Natural-language object grounding data
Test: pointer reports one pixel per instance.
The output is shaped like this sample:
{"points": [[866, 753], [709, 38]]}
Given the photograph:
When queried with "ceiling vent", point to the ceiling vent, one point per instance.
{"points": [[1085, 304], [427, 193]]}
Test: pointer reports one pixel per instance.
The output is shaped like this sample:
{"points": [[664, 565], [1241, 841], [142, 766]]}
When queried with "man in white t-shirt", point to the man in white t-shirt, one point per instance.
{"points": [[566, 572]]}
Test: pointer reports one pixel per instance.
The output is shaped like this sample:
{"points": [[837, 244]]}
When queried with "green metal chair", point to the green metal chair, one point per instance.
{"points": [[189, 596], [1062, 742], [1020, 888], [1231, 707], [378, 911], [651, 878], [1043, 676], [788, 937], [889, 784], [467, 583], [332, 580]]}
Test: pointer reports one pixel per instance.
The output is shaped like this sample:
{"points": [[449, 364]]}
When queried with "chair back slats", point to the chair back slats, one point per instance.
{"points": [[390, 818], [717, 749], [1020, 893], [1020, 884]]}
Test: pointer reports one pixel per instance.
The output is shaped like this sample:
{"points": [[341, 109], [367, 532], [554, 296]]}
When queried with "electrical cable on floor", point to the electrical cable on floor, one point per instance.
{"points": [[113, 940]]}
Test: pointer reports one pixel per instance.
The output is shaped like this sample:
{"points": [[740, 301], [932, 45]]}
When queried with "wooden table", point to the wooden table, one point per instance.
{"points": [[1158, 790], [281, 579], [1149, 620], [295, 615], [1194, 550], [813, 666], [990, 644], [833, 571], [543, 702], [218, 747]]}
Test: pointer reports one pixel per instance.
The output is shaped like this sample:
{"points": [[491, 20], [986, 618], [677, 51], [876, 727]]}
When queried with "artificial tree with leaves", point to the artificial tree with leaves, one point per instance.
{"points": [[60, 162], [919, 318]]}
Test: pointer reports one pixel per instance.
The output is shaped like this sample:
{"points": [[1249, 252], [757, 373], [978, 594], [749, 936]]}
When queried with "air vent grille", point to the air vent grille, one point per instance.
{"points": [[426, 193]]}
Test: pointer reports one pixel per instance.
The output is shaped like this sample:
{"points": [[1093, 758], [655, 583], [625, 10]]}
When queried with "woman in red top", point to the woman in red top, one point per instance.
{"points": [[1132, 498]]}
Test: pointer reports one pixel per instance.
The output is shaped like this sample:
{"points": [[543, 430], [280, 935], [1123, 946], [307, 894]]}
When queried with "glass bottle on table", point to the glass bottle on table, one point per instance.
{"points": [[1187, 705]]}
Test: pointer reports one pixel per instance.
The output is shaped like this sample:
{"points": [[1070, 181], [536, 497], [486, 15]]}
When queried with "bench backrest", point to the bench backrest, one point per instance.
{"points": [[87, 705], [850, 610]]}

● Problem to solve
Nothing but an exact transcription of the records is expected.

● Written reply
Test: pointer reports one pixel per instance.
The output is shaped like this sample:
{"points": [[866, 753], [709, 38]]}
Given the photograph:
When queried with "ceiling vent", point to the ceiling vent, one point per instance.
{"points": [[1085, 304], [427, 193]]}
Test: pointer reports one pixel per instance.
The output is shaped like this sample:
{"points": [[664, 565], [1241, 841], [142, 766]]}
When queried with "man in white t-shirt", point to the man in white t-shirt, one point per instance.
{"points": [[566, 572]]}
Test: pointer reports one pixel per instance.
The output is shaped like this sample:
{"points": [[837, 244]]}
When queried with "green metal chair", point to the green metal chair, one point per instance.
{"points": [[189, 596], [1062, 742], [1020, 888], [1231, 707], [378, 911], [651, 878], [1043, 676], [788, 937], [889, 784], [467, 583], [332, 580]]}
Test: pointer reports one pixel per instance.
The output is shaped like this sample:
{"points": [[449, 364]]}
When queried with "chair back slats", point to the chair back slats, one point per instance.
{"points": [[390, 818], [717, 749], [1020, 893], [1020, 884]]}
Test: pointer reports one pixel per instance.
The output is shaped like this sample:
{"points": [[341, 109], [367, 532], [554, 296]]}
When queried with "electrical cable on floor", point to the electrical cable on floor, one point per instance.
{"points": [[113, 940]]}
Test: pointer reports one pixel per instance.
The output is shaped like this sample:
{"points": [[740, 301], [932, 45]]}
When queried with "wooden table", point to the wooden table, one point per instance.
{"points": [[1158, 790], [281, 579], [1149, 620], [295, 615], [1194, 550], [813, 666], [990, 644], [833, 571], [543, 702], [218, 747]]}
Test: pointer reports one pixel per instance.
The output is shaped like this sample:
{"points": [[491, 20], [986, 618], [677, 51], [876, 727]]}
When queried with "artificial tree with leaves", point to the artificial tree with leaves, one point per instance.
{"points": [[60, 162], [919, 318]]}
Test: pointer reports one pixel per instance.
The output is shaped like this sample:
{"points": [[1249, 252], [757, 373], [978, 594], [749, 936]]}
When queried with "air vent grille", point to the air vent grille, one point per instance.
{"points": [[426, 193]]}
Test: pointer reports one pixel per instance.
The output is shaped like this sample:
{"points": [[1093, 758], [655, 583], [625, 10]]}
When queried with "woman in red top", point to the woman in red top, one point per instance.
{"points": [[1132, 498]]}
Test: pointer reports one pixel per instance.
The output is shaped like this sample:
{"points": [[543, 430], [280, 935], [1123, 946], [307, 894]]}
When queried with "glass bottle on table", point to the glass bottle on table, one point per instance.
{"points": [[1187, 705]]}
Test: pointer reports one pixel per instance.
The output is shaped like this sample:
{"points": [[1070, 181], [536, 497], [486, 15]]}
When queried with "bench backrest", point to the bench backrest, one point per instance.
{"points": [[87, 705], [850, 610]]}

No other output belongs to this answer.